- _Written exercise 1_
Answer these questions from the mailing-list thread about shutting down Karaf in OpenDaylight, one answer per line, marked like the questions:
(a) What is the easiest way to restart all the components that use the actor system?
(b) On what day and at what time was the message from Tom Pantelis with the subject "Re: [controller-dev] Best way to gracefully shutdown Karaf in ODL context" sent?
(c) What does Muthu say he will do before pushing the change?
- _Written exercise 2_
Write the next part of the mailing-list thread about shutting down Karaf, picking up right after its final line.

- _Extract provided_
On Sun, Oct 15, 2017 at 8:47 AM, Muthukumaran K <muthukumara...@ericsson.com
> wrote:

> Hi Tom,
>
>
>
> So, we should still be doing the bundle 0 stop for quarantine case ?  I
> presume so because this expectation is from Akka  – is that right ?
>
>
>

Akka doesn't know anything about karaf/bundles - the app just needs to
restart the actor system once it's quarantined. For ODL that also means
restarting all the components that use the actor system which is easiest by
just restarting the karaf container which is accomplished by restarting the
framework bundle (0). However the refactoring by that patch somehow omitted
passing '0' which means it just stops the enclosing bundle and consequently
the actor system w/o restarting anything.


> >>> If you want to push a patch to fix it, I'll merge it.
>
> Sure Tom. Will do a local quarantine test with change and push the same
>
>
>
> Regards
>
> Muthu
>
>
>
>
>
>
>
> *From:* Tom Pantelis [mailto:tompante...@gmail.com]
> *Sent:* Friday, October 13, 2017 6:40 PM
> *To:* Muthukumaran K
> *Cc:* Daniel Farrell; Jamo Luhrsen; controller-dev@lists.opendaylight.org;
> integration-...@lists.opendaylight.org
>
> *Subject:* Re: [controller-dev] Best way to gracefully shutdown Karaf in
> ODL context
>
>
>
>
>
>
>
> On Fri, Oct 13, 2017 at 8:57 AM, Tom Pantelis <tompante...@gmail.com>
> wrote:
>
>
>
>
>
> On Fri, Oct 13, 2017 at 12:59 AM, Muthukumaran K <
> muthukumara...@ericsson.com> wrote:
>
> Thanks a lot for the pointers Daniel and JamO.

- _Material shown_
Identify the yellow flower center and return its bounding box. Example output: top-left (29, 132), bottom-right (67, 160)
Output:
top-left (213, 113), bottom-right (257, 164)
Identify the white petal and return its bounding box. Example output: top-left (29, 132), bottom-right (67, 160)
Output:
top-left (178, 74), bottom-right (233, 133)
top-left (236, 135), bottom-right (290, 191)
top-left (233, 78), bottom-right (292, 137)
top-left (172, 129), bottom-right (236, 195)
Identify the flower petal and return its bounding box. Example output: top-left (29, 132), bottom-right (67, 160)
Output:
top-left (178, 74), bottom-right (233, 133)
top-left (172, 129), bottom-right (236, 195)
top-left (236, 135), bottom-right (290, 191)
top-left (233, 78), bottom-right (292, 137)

- _Exercise response 1_
(a) Restart the karaf container by restarting the framework bundle (0).
(b) Friday, October 13, 2017, at 6:40 PM.
(c) A local quarantine test with the change.

- _Exercise response 2_
>
>
>
> https://git.opendaylight.org/gerrit/gitweb?p=releng/
> builder.git;a=blob;f=jjb/packaging/stop-odl.sh;h=
> 2e3e7bf15dfbe6e59bddfbfd4ce4805fb47b2a69;hb=refs/heads/master#l27 which
> aligns with my thought too .. J
>
>
>
> Just a clarification .. had there been any situation which you could
> recollect where the karaf PID lingered abnormally long (beyond 10 – 15
> mins) during stop phase ? Have seen this once using vanilla distro  but was
> never able to repro the same for past 1 month or so even after several day
> 2 day restarts. May it was an env issue locally. So, I was a bit reserved
> in rolling the approach of stop followed by waiting till PID vanishes into
> production
>
>
>
> @Tom, @Robert,
>
>
>
> Not directly related but I will fire away …
>
>
>
> Erstwhile https://github.com/opendaylight/controller/blob/
> master/opendaylight/md-sal/sal-clustering-commons/src/
> main/java/org/opendaylight/controller/cluster/common/
> actor/QuarantinedMonitorActor.java used to restart the entire container
> and now on master Quarantined state just restarts the ActorSystem – is my
> understanding right ?
>
>
>
> It restarts the enclosing bundle:
>
>
>
> return QuarantinedMonitorActor.props(() -> {
>
>             // restart the entire karaf container
>
>             LOG.warn("Restarting karaf container");
>
>             System.setProperty("karaf.restart.jvm", "true");
>
>             bundleContext.getBundle().stop();
>
>         });
>
>
>
> It used to restart bundle 0. Not sure why that was changed....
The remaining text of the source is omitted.